**Task goal**
In the Chinese history text, where and on what date was the Republic of China declared?

+++ Selected extract

During the Ming Dynasty, one of the worst recorded fatalities ever produced by an earthquake occurred in 1556, killing an estimated 830,000 citizens in the area of Shaanxi. Militarily, the dynasty continued to be harassed by its Mongol neighbours, and successfully defeated threats from the Portuguese in 1521 and 1522 and the Dutch in 1622-1624 and again in 1633.

From 1618, the Manchu tribes began to war with the government, and, in 1664, the Ming dynasty was overthrown by the peasant’s revolt, led by Li Zicheng, whose capture of Beijing precipitated the suicide of the last Ming Emperor, Chongzhen.

The Manchu Qing Dynasty completed its conquest of all Chinese territory by 1683, and additionally absorbed Tibet and Mongolia into Chinese rule, setting the geographical foundations of the China we know today. At its zenith, the Qing Dynasty had made China the world’s largest ever empire, ruling over a third of the world’s population, but this mighty civilisation would soon come under threat from the increasing European takeover of the east, particularly from the British, culminating in the eventual defeat of the Chinese in the first Opium War of 1840.

The treaty of Nanking, in 1842, resulted in the ceding of Hong Kong to the British and the Chinese forced to import opium for British profit, with incalculably destructive effects on the Chinese population, which surely ranks amongst the most pernicious of colonial crimes.

The gradual corrosion of Chinese society from widespread drug addiction, imposed foreign trade agreements, internal corruption, warring strife among the ruling elite and numerous suppressed rebellions weakened China’s former military stature, a decline in status exemplified by their defeat in the first Japanese War during 1894-1895.

REPUBLICAN CHINA

The eventual overthrow of the weakened Qing Dynasty began in 1911, when the Wuchang uprising began in Wuhan and seized control of the country, declaring the Republic of China at Nanjing on the 12th of March, 1912, ending the great two thousand year period of imperial history, in which Sun Yat-Sen became the new leader, titled as China’s first President.

The promise held up by the new republic, however, fell into quick disarray when the President was forced to hand power to the chief of the new army, Yuan Shikai, who audaciously declared himself Emperor in 1915, a move which fuelled so much antipathy that he himself was forced to abdicate in 1916, dying in the following year, and leading to a fractious era of rule by competing warlords and uneasy coalitions.

The Russian Revolution of 1917 had a profound effect on the aspirations of many to create a new model for society all over the world, including in the far east and, by 1920, the former President Sun Yat-Sen had established a nationalist revolutionary movement with help from the newly created Soviet Union, uniting with the emerging Chinese Communist Party in Southern China.

After Sun Yat-Sen’s death in 1925, his protégé, Chiang Kai Chek, took over the Nationalist helm and militarily overcame opposition in southern China. After forming an alliance with northern warlords in 1927, he then turned on the communists, and with his forces in the ascendancy, Chiang Kai Shek was free to form a government.

With the Japanese Empire's seizure of Manchuria in 1931, the Chinese hatred of the invaders put pressure on the government to unify with the communists, but the civil war between the parties continued. The communists were brought to the brink of collapse in 1934, when they escaped an encirclement by government armies and retreated to the province of Shaanxi during the period of the ‘Long March’, in which the future communist icon Mao Tse Tung began to emerge within the leadership of the diminished forces.

++++++
+++ Data section

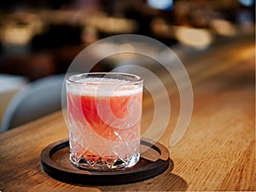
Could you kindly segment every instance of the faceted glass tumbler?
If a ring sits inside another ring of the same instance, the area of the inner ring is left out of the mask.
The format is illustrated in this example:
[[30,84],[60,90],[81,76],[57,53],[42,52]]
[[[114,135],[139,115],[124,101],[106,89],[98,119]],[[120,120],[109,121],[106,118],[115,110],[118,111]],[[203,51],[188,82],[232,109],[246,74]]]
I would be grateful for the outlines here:
[[81,169],[108,171],[140,158],[143,80],[119,73],[66,79],[70,160]]

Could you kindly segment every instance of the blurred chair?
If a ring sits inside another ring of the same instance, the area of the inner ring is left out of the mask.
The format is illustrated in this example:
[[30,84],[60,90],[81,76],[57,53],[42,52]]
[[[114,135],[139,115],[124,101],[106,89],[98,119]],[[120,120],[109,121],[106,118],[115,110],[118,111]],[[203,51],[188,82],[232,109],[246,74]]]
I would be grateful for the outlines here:
[[17,92],[4,112],[2,132],[61,108],[64,75],[48,76]]

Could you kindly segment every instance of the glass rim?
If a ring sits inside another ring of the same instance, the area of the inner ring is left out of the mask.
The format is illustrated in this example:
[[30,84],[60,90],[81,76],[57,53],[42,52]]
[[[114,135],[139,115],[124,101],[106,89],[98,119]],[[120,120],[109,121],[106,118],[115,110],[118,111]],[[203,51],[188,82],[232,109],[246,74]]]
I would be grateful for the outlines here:
[[[66,82],[67,83],[71,83],[73,84],[88,84],[88,85],[99,85],[99,84],[96,84],[94,83],[93,81],[90,81],[90,82],[78,82],[77,80],[75,79],[72,79],[73,78],[79,78],[79,77],[84,77],[84,79],[87,79],[87,78],[93,78],[93,77],[90,77],[90,76],[93,76],[93,75],[102,75],[102,77],[97,77],[97,78],[104,78],[106,75],[108,77],[108,75],[113,75],[113,76],[126,76],[126,77],[130,77],[130,78],[133,78],[134,79],[134,81],[133,80],[126,80],[126,79],[121,79],[121,80],[125,80],[125,82],[122,82],[120,83],[119,84],[120,85],[132,85],[132,84],[141,84],[143,82],[143,79],[139,76],[139,75],[136,75],[136,74],[132,74],[132,73],[112,73],[112,72],[106,72],[106,73],[78,73],[78,74],[73,74],[73,75],[70,75],[68,77],[66,78]],[[110,79],[110,78],[109,78]],[[108,84],[104,84],[104,83],[102,83],[100,84],[101,85],[113,85],[113,84],[116,84],[117,83],[108,83]]]

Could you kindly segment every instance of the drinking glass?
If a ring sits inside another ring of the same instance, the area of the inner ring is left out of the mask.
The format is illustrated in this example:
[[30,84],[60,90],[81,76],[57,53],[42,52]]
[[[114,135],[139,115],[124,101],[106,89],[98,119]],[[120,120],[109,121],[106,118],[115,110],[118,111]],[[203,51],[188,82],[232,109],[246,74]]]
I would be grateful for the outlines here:
[[119,73],[66,79],[70,160],[82,169],[131,167],[140,158],[143,80]]

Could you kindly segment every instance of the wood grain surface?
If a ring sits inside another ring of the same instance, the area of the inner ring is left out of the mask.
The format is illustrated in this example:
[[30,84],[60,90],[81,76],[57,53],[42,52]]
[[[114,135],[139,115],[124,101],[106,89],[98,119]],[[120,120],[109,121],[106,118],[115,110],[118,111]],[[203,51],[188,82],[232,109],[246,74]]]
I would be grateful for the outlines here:
[[[62,113],[57,112],[0,135],[0,191],[255,191],[254,37],[219,44],[183,61],[193,84],[194,110],[187,131],[173,147],[169,143],[179,96],[172,79],[159,72],[170,87],[172,106],[159,142],[168,148],[173,170],[115,186],[56,181],[42,171],[40,153],[68,137]],[[152,98],[145,94],[143,128],[150,124],[152,111]]]

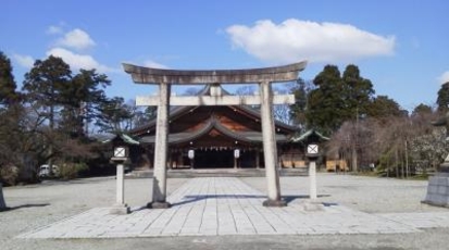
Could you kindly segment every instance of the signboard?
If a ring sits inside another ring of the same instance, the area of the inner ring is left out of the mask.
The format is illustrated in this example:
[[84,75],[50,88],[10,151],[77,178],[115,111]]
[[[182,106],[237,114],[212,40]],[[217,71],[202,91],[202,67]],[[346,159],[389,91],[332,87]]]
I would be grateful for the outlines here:
[[116,147],[114,148],[114,158],[126,158],[126,147]]
[[189,151],[188,151],[188,158],[191,160],[191,159],[194,159],[195,158],[195,150],[192,150],[192,149],[190,149]]
[[240,150],[236,149],[234,150],[234,158],[239,158],[240,157]]
[[317,145],[308,145],[308,154],[317,154],[319,153],[319,146]]

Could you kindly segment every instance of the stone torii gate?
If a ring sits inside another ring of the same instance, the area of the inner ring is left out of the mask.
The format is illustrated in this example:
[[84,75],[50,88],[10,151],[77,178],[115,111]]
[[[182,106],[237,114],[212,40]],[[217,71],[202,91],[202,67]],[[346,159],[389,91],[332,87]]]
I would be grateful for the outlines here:
[[[169,151],[169,110],[170,105],[241,105],[260,104],[263,135],[263,152],[265,175],[267,182],[267,200],[265,207],[284,207],[280,198],[279,174],[277,164],[277,146],[273,117],[273,104],[294,103],[294,95],[273,95],[271,84],[292,82],[298,79],[300,71],[307,62],[285,66],[220,70],[220,71],[178,71],[142,67],[123,64],[126,73],[132,75],[136,84],[152,84],[159,86],[159,95],[154,97],[137,97],[137,105],[157,105],[158,116],[154,141],[154,171],[152,202],[149,208],[170,208],[166,201],[166,161]],[[176,97],[171,96],[171,85],[211,85],[210,96]],[[220,84],[258,84],[257,96],[222,96]]]

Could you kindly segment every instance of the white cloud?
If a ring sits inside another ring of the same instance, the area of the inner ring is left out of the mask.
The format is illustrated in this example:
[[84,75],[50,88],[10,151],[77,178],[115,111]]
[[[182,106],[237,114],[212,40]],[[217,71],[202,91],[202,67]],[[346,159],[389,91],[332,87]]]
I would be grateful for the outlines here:
[[95,45],[96,42],[90,38],[89,34],[79,28],[66,33],[64,37],[57,41],[57,46],[76,50],[88,49]]
[[92,70],[96,68],[98,72],[108,73],[108,72],[121,72],[119,68],[112,68],[107,65],[100,64],[89,54],[77,54],[64,48],[52,48],[47,51],[47,55],[53,55],[62,58],[65,63],[71,65],[72,70]]
[[395,37],[383,37],[338,23],[286,20],[274,24],[259,21],[254,26],[226,28],[235,48],[266,62],[347,62],[361,58],[390,55]]
[[50,27],[47,28],[47,34],[49,35],[54,35],[54,34],[62,34],[62,27],[60,26],[54,26],[51,25]]
[[32,68],[35,64],[35,60],[30,55],[13,54],[12,57],[23,67]]
[[144,66],[147,66],[147,67],[155,67],[155,68],[169,68],[166,65],[161,64],[161,63],[158,63],[158,62],[154,62],[154,61],[152,61],[152,60],[147,60],[147,61],[145,61],[145,62],[144,62]]
[[440,84],[449,83],[449,71],[442,73],[442,74],[438,77],[438,82],[439,82]]

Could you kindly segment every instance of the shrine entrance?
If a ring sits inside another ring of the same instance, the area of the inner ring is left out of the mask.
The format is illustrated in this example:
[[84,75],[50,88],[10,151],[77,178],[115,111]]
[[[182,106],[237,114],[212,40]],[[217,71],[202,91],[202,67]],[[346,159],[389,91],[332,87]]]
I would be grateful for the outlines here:
[[[299,72],[305,68],[305,62],[300,62],[277,67],[228,71],[176,71],[123,64],[125,72],[132,75],[135,83],[159,86],[158,96],[136,98],[137,105],[158,107],[152,202],[148,207],[157,209],[170,208],[171,205],[166,202],[169,110],[171,105],[260,105],[263,155],[267,182],[267,200],[263,202],[263,205],[286,205],[286,202],[280,198],[273,104],[295,103],[295,96],[273,95],[271,84],[297,80]],[[258,84],[259,95],[224,96],[221,84]],[[210,95],[200,97],[171,96],[171,85],[210,85]],[[204,155],[203,158],[203,162],[211,160],[210,157]]]
[[234,167],[234,150],[197,150],[195,168],[232,168]]

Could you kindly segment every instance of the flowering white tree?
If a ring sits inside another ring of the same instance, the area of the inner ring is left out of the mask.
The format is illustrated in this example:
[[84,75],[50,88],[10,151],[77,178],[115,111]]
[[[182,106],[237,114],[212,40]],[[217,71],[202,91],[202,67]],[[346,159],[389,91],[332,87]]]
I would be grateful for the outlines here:
[[427,168],[436,170],[448,154],[448,145],[449,141],[446,141],[445,128],[434,128],[431,133],[417,136],[411,140],[410,152],[412,160],[416,165],[422,165],[423,171]]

++++++

**Result of this exercise**
At Nanjing, on the 12th of March, 1912.